→ WORK INSTRUCTION: Give back the line containing "In the photograph above, where can the black shorts" along with every line after it, exactly, until the entries end.

DATA below:

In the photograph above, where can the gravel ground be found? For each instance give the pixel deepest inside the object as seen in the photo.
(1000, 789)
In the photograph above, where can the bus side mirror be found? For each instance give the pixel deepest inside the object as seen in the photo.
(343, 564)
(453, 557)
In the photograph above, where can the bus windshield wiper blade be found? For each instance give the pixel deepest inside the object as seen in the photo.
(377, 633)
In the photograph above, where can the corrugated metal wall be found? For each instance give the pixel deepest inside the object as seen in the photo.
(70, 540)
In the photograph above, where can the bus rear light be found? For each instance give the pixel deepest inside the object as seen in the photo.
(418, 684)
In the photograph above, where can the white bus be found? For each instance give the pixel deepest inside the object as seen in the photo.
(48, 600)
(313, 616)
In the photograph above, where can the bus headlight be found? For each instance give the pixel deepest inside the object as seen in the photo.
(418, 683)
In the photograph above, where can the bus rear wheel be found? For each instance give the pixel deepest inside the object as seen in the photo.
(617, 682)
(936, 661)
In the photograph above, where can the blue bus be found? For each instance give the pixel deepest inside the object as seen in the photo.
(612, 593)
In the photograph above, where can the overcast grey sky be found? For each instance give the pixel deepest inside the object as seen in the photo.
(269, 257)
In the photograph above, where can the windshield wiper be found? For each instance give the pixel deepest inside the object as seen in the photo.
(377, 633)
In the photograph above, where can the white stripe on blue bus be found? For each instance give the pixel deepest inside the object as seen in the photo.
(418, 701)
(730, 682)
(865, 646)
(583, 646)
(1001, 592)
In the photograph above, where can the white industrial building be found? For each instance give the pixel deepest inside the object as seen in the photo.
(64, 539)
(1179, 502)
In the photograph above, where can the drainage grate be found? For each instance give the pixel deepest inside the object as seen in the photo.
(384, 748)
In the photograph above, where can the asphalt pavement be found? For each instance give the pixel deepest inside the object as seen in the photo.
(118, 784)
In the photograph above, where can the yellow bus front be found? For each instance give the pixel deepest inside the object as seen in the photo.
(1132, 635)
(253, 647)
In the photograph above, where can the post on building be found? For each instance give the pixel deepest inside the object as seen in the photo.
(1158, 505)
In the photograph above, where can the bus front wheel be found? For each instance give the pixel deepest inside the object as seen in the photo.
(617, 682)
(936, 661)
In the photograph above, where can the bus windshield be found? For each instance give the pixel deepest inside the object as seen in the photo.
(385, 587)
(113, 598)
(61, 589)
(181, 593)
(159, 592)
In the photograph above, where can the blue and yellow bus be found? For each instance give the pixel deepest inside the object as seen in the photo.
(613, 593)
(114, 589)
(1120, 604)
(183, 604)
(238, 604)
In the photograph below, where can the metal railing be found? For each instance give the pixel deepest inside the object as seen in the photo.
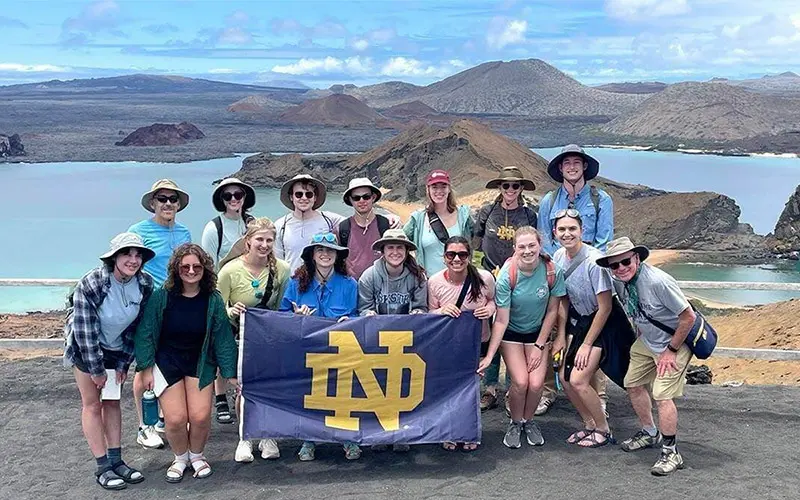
(726, 352)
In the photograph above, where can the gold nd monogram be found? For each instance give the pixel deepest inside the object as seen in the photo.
(352, 360)
(505, 232)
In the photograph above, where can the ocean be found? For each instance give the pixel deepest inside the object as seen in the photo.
(58, 217)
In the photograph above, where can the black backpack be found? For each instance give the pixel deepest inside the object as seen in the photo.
(344, 228)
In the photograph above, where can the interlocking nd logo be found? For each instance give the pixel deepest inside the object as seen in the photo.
(352, 360)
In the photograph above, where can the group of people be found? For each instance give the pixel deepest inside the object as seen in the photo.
(552, 284)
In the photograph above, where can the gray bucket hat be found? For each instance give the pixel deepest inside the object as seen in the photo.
(286, 196)
(622, 246)
(327, 240)
(589, 173)
(357, 183)
(249, 194)
(127, 240)
(183, 196)
(394, 236)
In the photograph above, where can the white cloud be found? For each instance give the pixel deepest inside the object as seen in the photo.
(504, 31)
(637, 9)
(33, 68)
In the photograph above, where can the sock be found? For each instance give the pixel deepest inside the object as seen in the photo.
(669, 444)
(102, 464)
(114, 456)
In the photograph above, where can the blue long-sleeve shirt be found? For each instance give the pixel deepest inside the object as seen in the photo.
(339, 297)
(598, 230)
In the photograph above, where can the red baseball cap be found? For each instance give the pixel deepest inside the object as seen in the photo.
(436, 176)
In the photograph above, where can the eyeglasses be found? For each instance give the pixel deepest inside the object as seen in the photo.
(453, 255)
(322, 237)
(567, 212)
(197, 268)
(162, 198)
(624, 262)
(357, 197)
(228, 196)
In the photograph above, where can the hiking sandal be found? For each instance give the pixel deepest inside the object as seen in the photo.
(109, 480)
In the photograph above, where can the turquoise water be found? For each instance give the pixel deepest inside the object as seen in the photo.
(58, 217)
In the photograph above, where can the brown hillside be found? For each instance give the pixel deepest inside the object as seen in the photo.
(336, 109)
(708, 111)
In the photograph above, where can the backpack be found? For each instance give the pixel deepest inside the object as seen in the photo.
(218, 224)
(344, 228)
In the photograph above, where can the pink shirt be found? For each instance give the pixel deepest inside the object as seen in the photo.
(441, 292)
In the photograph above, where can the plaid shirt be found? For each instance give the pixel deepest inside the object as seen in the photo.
(83, 323)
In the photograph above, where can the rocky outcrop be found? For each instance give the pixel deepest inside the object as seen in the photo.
(473, 154)
(162, 134)
(11, 145)
(786, 237)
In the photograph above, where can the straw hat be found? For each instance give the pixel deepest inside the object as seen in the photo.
(511, 174)
(554, 167)
(127, 240)
(357, 183)
(286, 196)
(622, 246)
(394, 236)
(249, 194)
(164, 184)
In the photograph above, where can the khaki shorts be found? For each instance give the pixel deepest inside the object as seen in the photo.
(642, 371)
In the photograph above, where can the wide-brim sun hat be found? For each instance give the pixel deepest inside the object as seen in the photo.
(249, 194)
(621, 246)
(327, 240)
(511, 174)
(183, 196)
(286, 196)
(359, 182)
(126, 240)
(554, 167)
(393, 236)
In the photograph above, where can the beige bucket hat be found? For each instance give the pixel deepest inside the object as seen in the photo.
(357, 183)
(183, 196)
(622, 246)
(286, 196)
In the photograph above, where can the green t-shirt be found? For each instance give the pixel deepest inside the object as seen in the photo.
(528, 301)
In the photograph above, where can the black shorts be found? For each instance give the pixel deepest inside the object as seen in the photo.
(520, 338)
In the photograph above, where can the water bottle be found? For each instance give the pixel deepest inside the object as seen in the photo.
(149, 408)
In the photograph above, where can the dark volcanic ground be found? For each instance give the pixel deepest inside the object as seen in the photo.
(737, 443)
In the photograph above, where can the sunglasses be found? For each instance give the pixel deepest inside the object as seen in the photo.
(359, 197)
(185, 268)
(624, 262)
(453, 255)
(319, 238)
(567, 212)
(162, 198)
(228, 196)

End of DATA.

→ FINISHED TASK:
In the photograph above, where can the black shorts be found? For each instance give the pixel deepest inside the object as seen in the photo.
(520, 338)
In the photograph above, where can the water bottle be found? For each instance give the pixel deepest inside the object as seen in the photo.
(149, 408)
In the photograph above, where can the dark volcanic ground be found? For each instance give the pixel deepest inside the object as seen in the photo.
(737, 443)
In the photograph above, where can the sunglasses be found? For each instance give the pixel deepest inside the object as seen in the photo.
(359, 197)
(185, 268)
(624, 262)
(453, 255)
(319, 238)
(567, 212)
(162, 198)
(228, 196)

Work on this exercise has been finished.